• _SUPPLIED DATA_
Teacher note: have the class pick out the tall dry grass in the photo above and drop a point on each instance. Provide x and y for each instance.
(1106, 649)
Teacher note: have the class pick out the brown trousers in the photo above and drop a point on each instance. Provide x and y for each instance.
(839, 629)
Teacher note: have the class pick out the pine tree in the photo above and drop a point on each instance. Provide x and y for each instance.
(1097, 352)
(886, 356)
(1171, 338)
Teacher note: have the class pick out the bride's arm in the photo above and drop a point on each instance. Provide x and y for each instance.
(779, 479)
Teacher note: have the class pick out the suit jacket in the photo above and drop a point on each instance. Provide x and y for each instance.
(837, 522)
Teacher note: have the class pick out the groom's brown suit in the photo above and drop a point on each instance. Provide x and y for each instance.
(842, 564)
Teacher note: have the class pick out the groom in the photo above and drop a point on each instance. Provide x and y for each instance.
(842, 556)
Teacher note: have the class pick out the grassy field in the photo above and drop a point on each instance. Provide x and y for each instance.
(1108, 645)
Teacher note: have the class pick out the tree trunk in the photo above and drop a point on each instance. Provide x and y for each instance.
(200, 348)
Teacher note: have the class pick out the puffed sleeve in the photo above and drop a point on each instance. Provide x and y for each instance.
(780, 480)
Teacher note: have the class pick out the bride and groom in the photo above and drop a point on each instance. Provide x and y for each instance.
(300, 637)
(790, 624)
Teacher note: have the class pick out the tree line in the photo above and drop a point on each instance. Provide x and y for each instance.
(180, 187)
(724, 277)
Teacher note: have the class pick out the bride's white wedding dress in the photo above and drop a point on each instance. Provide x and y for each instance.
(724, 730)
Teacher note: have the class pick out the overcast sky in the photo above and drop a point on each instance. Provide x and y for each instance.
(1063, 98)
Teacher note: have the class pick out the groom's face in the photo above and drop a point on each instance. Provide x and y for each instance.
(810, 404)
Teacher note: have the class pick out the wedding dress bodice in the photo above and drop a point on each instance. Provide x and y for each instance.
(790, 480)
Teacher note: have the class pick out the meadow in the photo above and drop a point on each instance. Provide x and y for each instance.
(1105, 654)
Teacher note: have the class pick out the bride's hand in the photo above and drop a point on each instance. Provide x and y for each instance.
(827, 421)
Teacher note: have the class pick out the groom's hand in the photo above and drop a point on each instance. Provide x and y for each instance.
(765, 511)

• _THE TASK_
For this task, print the records again exactly as they appear.

• _RESPONSE BELOW_
Teacher note: have the class pick out the tall dry grass in the photo above and drop a point on each instance. Provide x and y for each instance.
(1106, 649)
Teacher note: have the class pick out the brown trousers in the photo above and drop a point on each instance. Provide x and y for each instance.
(839, 629)
Teacher note: have the class pick out the pine tree in the photo above and drop a point on each instance. Provide x and y for each instance.
(1097, 352)
(886, 356)
(1171, 338)
Teacher note: have the class pick out the bride's arm in the photo above and drop a point on each instance. Provide x and y for each instance.
(779, 479)
Teacher note: have the class pick out the suit jacket in the photo above and drop a point on each instance. Provide x and y for each instance.
(837, 522)
Teacher note: have the class pick out the groom's brown suit in the photo above and drop a point on each instance. Provide x and y for each instance.
(842, 564)
Teacher note: have the class pick out the groom in the photo above and drop a point on each instance. Provide x and y for each instance.
(842, 556)
Teacher note: have the class pick out the grassy field in the photo above and drop a point on each instance. Provide x and y for each instance.
(1108, 645)
Teacher note: have the class pick out the tree trunk in the photo above and drop a point on each instance. Provide x and y for each instance.
(200, 348)
Teacher note: have the class pick out the puffed sleeve in the photo above and drop a point on each instance. Provide x and y for each instance.
(780, 480)
Teacher note: have the class pick out the bride and groom in the photo above and drop a point on each instance. Provide x and y for each instance.
(300, 637)
(790, 624)
Teacher note: have the class pick out the tree line in the photo above and drop a point on each instance. Provide x and y for each instance.
(180, 187)
(724, 277)
Teacher note: have the class pick out the bride's white wedding dress in the photo above and drop a point on each instance. Provide x and y for each instance.
(724, 730)
Teacher note: have the class pick out the overcast sky in the photo above and drop a point on each instance. Provide x and y for each instance.
(1063, 98)
Teacher note: have the class pick out the groom's face in the photo above and drop a point on each instance. Provide x and y for each instance.
(810, 404)
Teacher note: have the class pick out the wedding dress bodice in the photo above and drop a point on each instance. Provide x and y for each instance.
(790, 480)
Teacher note: have the class pick out the meadow in the photo above and drop a point on each instance. Provide x and y for each instance.
(1105, 654)
Teacher note: have the class pick out the bride's hand in the photo above and drop a point on each instance. Provide x and y for each instance.
(827, 421)
Teacher note: have the class pick out the groom's hand in the photo above and drop a point on each instance. Provide x and y for each instance.
(765, 511)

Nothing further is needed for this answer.